Activity: Return every line of the data exactly as it stands.

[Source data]
· · · · · · ·

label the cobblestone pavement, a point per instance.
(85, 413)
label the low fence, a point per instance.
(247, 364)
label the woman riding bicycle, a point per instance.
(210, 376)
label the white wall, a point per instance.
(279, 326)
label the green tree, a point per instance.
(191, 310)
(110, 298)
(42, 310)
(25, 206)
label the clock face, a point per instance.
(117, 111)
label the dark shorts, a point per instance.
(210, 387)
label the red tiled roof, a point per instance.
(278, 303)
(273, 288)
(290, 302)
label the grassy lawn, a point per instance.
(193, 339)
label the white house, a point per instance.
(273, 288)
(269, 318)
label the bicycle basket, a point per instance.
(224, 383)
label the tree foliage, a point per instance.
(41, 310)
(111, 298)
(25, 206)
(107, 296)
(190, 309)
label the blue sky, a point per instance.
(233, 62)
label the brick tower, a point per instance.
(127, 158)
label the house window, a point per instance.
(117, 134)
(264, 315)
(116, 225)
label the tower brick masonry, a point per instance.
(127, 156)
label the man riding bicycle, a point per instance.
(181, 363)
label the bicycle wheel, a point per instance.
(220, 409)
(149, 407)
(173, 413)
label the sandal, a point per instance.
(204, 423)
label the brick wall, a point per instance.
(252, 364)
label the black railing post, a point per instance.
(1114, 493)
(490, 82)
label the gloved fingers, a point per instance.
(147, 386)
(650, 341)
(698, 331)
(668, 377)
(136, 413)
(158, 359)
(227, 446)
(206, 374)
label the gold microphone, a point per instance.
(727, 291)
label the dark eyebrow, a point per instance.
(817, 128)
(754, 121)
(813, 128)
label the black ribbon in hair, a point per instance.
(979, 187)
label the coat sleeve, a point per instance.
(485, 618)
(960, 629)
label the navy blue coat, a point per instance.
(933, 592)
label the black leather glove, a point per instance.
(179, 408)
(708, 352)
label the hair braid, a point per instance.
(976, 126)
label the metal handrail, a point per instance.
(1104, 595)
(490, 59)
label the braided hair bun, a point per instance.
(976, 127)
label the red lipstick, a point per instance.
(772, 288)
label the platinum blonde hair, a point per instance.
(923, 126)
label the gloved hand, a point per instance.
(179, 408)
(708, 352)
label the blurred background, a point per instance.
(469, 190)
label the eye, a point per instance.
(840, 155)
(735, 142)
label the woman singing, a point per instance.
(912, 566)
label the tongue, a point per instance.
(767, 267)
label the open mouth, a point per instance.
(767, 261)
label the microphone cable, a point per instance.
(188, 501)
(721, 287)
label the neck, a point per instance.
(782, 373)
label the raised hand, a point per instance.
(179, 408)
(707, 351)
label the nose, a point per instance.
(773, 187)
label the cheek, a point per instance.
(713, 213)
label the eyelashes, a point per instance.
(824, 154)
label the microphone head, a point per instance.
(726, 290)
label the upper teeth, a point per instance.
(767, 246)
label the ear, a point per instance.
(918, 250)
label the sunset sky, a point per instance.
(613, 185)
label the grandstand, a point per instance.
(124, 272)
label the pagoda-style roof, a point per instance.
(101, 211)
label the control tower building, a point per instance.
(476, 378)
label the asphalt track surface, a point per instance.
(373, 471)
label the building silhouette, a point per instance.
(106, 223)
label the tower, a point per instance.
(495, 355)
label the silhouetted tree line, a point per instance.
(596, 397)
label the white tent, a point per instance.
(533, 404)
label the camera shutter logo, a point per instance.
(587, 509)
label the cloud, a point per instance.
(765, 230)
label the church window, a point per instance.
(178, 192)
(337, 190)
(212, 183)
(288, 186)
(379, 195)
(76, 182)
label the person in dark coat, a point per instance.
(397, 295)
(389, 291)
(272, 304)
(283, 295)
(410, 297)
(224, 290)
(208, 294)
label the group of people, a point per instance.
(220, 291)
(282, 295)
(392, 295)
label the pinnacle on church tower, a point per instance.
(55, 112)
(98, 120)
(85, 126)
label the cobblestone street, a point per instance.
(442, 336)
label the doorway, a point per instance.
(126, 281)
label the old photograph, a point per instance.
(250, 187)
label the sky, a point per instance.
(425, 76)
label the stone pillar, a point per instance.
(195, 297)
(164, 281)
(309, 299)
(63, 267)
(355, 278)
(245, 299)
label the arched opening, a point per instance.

· · · · · · ·

Solved problem:
label the cobblestone pavement, a point per instance.
(85, 413)
label the low fence, a point per instance.
(247, 364)
label the woman riding bicycle, a point per instance.
(210, 376)
label the white wall, a point per instance.
(279, 326)
label the green tree, a point per instance.
(191, 310)
(110, 298)
(42, 310)
(25, 206)
label the clock face, a point per instance.
(117, 111)
label the dark shorts, a point per instance.
(210, 387)
label the red tiled roof, a point per instance.
(278, 303)
(273, 288)
(290, 302)
label the grassy lawn, a point per instance.
(193, 339)
label the white house, a point per instance.
(273, 288)
(269, 318)
label the bicycle basket, a point per instance.
(224, 383)
label the tree foliage, a point per instance.
(41, 310)
(111, 298)
(25, 206)
(107, 296)
(190, 309)
label the blue sky, a point per instance.
(233, 62)
label the brick tower, a point per instance.
(127, 158)
label the house window, a point per instance.
(117, 134)
(264, 315)
(116, 225)
label the tower brick masonry, a point per instance.
(127, 156)
label the man riding bicycle, a point per instance.
(181, 363)
label the bicycle wheel, a point per instance.
(220, 409)
(149, 407)
(173, 413)
label the sandal, a point per instance.
(204, 423)
label the brick wall, a point per instance.
(252, 364)
label the black railing post, a point per instance.
(1114, 493)
(490, 82)
label the gloved fingers, a point per instance.
(147, 386)
(650, 341)
(698, 331)
(668, 377)
(136, 413)
(158, 359)
(227, 446)
(206, 374)
label the gold microphone, a point per instance.
(727, 291)
label the dark eyebrow, a point per instance.
(817, 128)
(754, 121)
(813, 128)
label the black ribbon in hair, a point per instance.
(979, 187)
label the coat sleeve, a point per instance.
(485, 618)
(960, 629)
label the navy blue coat, a point per instance.
(933, 592)
label the black leather glove, a point per instance.
(179, 408)
(708, 352)
label the hair braid, a point per instance.
(976, 126)
label the metal handrail, a point per instance.
(1104, 595)
(490, 59)
label the braided hair bun, a point per instance.
(976, 127)
label the red lipstick, a point per instance.
(772, 288)
label the platinum blonde hair, a point per instance.
(923, 126)
label the gloved hand, a point per instance.
(179, 408)
(708, 352)
label the blurred background, a point per instance.
(469, 190)
label the eye, a point per instance.
(840, 155)
(735, 142)
label the woman singing, a point per instance.
(912, 566)
label the tongue, a point per instance.
(767, 267)
label the open mouth, a point per instance.
(767, 261)
label the microphone cable, a point per instance.
(188, 501)
(721, 287)
label the neck, a point per instance.
(782, 373)
label the raised hand, a point per instance.
(179, 408)
(707, 351)
label the nose, a point per instance.
(773, 187)
label the cheek, a point per instance.
(713, 213)
label the eyelashes, a point per instance.
(824, 154)
label the microphone head, a point per instance.
(726, 290)
label the upper teeth, a point per instance.
(767, 246)
label the ear, a point per instance.
(918, 250)
label the sunset sky, a point per instance.
(613, 185)
label the grandstand, a point per instance.
(124, 272)
label the pagoda-style roof, a point per instance.
(101, 211)
label the control tower building, a point per instance.
(476, 378)
label the asphalt track surface, a point per instance.
(373, 471)
label the building silhouette, a point per instance.
(106, 223)
label the tower, a point per instance.
(495, 355)
label the silhouetted tree line, a point per instance.
(596, 397)
label the white tent, a point per instance.
(533, 404)
label the camera shutter logo, a point per instance.
(587, 509)
label the cloud, a point per instance.
(765, 230)
label the church window, a point per instance.
(178, 192)
(337, 190)
(212, 183)
(288, 186)
(379, 195)
(76, 182)
label the person in dark coat, a point per instance.
(397, 295)
(389, 291)
(272, 304)
(283, 295)
(410, 297)
(224, 290)
(208, 294)
label the group of people, a point per instance.
(220, 291)
(282, 295)
(392, 295)
label the pinnacle on church tower, a point per instance.
(55, 112)
(98, 120)
(85, 126)
label the cobblestone street, a point per instance.
(442, 336)
label the doorway, a point per instance.
(126, 281)
label the old photograph, a point per instance.
(250, 187)
label the sky, a point per instance.
(425, 76)
label the stone pillar, a point per instance.
(195, 297)
(164, 281)
(309, 299)
(63, 267)
(355, 278)
(245, 299)
label the arched opening, a point per instance.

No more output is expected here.